TEXT PASSAGE
+ + + +

And lastly, I would like to say something about Malandighi. It is a wonderful place. I had gone to Malandighi once with my father, after that I had gone there with Sir in August 2011. But after that I had gone there many times alone on my own motorcycle when I was in Durgapur. Just beside the Malandighi Engineering College, there is a small shop that sells cigarettes and tea. They also serve lunch there in the afternoon. I just sit there and watch people, people who come to the shop for buying 'biri', cigarettes, people who come for having a cup of tea or for having lunch, students who come with their motorcycles with their so called girl friends and beloveds and just sit there discussing all the silly stuff of love. It is an interesting place. You can see many people there. I sit there, drink tea, smoke a little bit and watch these people. If you go ahead a little farther towards Shibpur, you will see the muddy road that leads you to Deul. Just go there at 2:00 pm or after 8:00 pm. You will literally feel frightened, and you will experince a thrill in that pitch black darkness. I think that will be enough to send a shiver down your spine. At least I felt it like that, because I had gone there at such odd times.

Subhadip-da said...

Pupu, I have misspelt the word 'denounced' in my previous post. I apologize to all the readers for that.

Nishant Kamath said...

Hi Pupu,

Nice post. While reading the first paragraph, I said to myself, "This is going in a strange direction, not one I would associate with Pupu." But then the essay corrected me soon enough. I was reading about different kinds of people and what introversion and extroversion means in psychology (was trying to analyse myself; in the end realised that I have all sorts of contradictory traits and lots of personality disorders!). I too prefer to spend more time by myself than with acquaintances here, many of whom love spending time in noisy, crowded bars with pitchers of ale and beer.

+ + + +

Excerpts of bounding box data
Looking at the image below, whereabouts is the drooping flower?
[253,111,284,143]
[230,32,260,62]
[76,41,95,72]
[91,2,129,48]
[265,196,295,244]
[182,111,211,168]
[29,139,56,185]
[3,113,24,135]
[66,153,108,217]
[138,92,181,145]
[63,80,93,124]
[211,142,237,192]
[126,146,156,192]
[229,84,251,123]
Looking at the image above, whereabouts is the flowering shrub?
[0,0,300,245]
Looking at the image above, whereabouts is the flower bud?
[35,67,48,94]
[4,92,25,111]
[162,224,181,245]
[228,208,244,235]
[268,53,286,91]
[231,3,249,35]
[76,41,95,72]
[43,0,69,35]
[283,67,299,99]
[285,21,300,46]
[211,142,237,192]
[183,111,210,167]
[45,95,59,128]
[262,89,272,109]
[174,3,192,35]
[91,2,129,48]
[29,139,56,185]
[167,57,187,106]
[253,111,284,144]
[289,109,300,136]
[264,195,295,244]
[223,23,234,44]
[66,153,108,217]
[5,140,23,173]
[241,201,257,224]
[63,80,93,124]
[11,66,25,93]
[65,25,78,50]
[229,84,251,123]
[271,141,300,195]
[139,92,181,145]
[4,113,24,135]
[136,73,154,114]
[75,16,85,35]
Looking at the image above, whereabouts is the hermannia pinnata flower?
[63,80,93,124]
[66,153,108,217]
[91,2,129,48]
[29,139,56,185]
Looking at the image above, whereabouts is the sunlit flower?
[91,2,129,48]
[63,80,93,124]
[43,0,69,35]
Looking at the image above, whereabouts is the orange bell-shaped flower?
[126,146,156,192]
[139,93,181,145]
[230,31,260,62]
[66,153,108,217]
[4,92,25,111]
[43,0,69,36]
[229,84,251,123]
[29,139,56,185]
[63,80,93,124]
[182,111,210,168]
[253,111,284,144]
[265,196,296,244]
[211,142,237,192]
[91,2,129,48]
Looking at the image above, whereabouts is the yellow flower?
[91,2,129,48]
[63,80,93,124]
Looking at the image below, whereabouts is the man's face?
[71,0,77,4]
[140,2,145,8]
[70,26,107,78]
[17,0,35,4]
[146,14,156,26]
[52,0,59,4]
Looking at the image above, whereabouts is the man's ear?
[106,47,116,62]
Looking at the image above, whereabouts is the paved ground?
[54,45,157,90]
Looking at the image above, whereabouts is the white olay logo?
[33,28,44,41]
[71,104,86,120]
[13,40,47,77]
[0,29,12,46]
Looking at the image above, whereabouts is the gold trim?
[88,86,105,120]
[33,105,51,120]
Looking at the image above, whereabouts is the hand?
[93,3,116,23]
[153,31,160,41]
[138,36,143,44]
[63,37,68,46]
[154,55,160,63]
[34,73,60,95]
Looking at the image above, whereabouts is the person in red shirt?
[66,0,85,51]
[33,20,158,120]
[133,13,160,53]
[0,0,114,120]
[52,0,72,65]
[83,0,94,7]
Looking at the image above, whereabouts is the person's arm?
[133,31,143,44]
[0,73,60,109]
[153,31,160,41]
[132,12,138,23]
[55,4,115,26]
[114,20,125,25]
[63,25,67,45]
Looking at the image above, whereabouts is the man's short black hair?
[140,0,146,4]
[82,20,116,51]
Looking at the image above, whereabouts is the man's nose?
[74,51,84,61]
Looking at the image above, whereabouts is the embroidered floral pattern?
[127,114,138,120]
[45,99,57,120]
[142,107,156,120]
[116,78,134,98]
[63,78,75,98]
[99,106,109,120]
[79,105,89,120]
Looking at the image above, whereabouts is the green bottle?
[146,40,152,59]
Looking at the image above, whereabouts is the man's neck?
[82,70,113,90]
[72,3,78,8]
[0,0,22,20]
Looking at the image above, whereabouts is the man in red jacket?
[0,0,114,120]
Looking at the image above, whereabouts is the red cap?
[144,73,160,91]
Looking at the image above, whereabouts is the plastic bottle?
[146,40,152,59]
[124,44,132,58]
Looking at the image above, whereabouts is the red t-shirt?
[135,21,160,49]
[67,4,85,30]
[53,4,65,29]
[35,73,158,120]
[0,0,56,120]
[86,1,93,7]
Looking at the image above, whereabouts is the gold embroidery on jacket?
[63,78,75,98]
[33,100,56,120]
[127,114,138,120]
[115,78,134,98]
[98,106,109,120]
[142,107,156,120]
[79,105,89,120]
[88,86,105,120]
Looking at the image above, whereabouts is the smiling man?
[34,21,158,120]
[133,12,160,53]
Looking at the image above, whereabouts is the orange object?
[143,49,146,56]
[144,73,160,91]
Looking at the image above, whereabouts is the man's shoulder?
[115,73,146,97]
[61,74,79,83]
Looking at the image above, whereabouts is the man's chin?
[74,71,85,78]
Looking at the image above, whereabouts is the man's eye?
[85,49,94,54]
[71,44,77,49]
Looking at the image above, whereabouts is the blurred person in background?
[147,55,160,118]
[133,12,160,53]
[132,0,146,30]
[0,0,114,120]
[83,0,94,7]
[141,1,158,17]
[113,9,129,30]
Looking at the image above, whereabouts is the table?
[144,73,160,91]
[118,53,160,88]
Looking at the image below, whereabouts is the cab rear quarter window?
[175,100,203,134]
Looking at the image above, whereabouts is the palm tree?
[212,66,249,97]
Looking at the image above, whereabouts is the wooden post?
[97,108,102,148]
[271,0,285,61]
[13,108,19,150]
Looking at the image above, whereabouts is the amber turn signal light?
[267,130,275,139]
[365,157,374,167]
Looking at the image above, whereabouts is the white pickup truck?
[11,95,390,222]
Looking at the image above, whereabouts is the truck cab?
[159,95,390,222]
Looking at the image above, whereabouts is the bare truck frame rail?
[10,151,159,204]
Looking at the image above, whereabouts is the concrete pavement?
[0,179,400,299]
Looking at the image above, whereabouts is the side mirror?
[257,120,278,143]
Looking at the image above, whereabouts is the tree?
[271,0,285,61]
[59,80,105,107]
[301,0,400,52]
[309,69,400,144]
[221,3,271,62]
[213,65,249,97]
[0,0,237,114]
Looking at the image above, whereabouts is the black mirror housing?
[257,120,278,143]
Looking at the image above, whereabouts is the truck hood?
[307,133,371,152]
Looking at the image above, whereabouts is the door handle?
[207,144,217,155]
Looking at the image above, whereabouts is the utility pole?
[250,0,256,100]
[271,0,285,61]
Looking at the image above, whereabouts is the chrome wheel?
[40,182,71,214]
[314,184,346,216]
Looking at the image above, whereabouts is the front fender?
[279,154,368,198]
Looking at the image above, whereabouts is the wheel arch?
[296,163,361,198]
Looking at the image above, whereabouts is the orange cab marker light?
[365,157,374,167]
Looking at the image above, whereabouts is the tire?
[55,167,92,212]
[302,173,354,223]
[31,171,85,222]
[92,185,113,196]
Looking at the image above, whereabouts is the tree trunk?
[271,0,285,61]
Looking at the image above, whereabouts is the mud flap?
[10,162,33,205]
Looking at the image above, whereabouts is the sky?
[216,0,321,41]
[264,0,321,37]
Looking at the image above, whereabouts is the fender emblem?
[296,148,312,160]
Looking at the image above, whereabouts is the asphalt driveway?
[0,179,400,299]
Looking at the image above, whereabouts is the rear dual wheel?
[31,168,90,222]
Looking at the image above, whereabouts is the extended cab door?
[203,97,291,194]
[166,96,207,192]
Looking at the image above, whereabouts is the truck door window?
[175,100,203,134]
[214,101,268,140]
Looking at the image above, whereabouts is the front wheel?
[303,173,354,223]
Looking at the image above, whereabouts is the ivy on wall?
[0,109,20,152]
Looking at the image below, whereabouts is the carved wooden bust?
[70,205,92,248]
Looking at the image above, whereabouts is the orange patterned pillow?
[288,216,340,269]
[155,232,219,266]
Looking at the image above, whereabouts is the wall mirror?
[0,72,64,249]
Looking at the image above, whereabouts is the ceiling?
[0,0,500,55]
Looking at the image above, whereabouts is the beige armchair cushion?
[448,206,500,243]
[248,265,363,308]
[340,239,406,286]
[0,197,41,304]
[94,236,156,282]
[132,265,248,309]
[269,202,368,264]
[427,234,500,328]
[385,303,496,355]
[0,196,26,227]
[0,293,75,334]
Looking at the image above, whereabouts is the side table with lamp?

+ + + +

DIRECTIVE 1
In the blog text about Malandighi, when did the writer go to Malandighi with Sir?
DIRECTIVE 2
List every place name that appears in the blog text about Malandighi.
DIRECTIVE 3
Carry on the blog text about Malandighi from its final sentence.

FINAL RESULT 1
In August 2011.

FINAL RESULT 2
Malandighi, Durgapur, Malandighi Engineering College, Shibpur, Deul

FINAL RESULT 3
Being at the beach reminded me of my trip to New Zealand, in which I had absolutely fallen in love with one of the pit-stops called River Valley. I'll show you the pictures when I visit Sir next time. It was a narrow valley and the hostel was the only thing present there. We didn't even have signal on our cell-phones. A quaint red telephone-booth seemed to be the only means of communication with the outside world. Across the stream was a water-fall and the constantly flowing water was divine music for the ears. All of my other travel-companions chose to sleep in a huge dorm that could accommodate everyone, but I chose a smaller room and was happy to learn that I was the only occupant of the room. Reading The Hobbit at night to the tune of the water-fall and no other sound was magical (sigh...).

I suppose it does take a lot of discipline to shut oneself off from the world when in a crowded public place. I didn't know what chick-lit meant. Now I do. I always think of watching movies in the hall in retrospect. For instance I would love to watch Gladiator, Lord of the Rings, just to name a couple in the hall. But I know that now, after having enjoyed watching them ten times or so on the tv or my laptop. Here, I watch a movie, which certain people inform me is good, in the hall a few weeks after its release. That way there are literally no more than ten people in the hall and I can choose my seat and enjoy a private screening (sort-of). This strategy's never failed me so far.

Here, I am fortunate to be surrounded by mountains. Any time I want, I can choose one of the dozens of trails and go hiking. There are people on the way, but you can always find a place that's secluded in the three-mile long trail. It's a nice workout and it freshens the mind. I am glad that Sir and you have found a nice quiet place to visit to relax. But don't advertise it too much.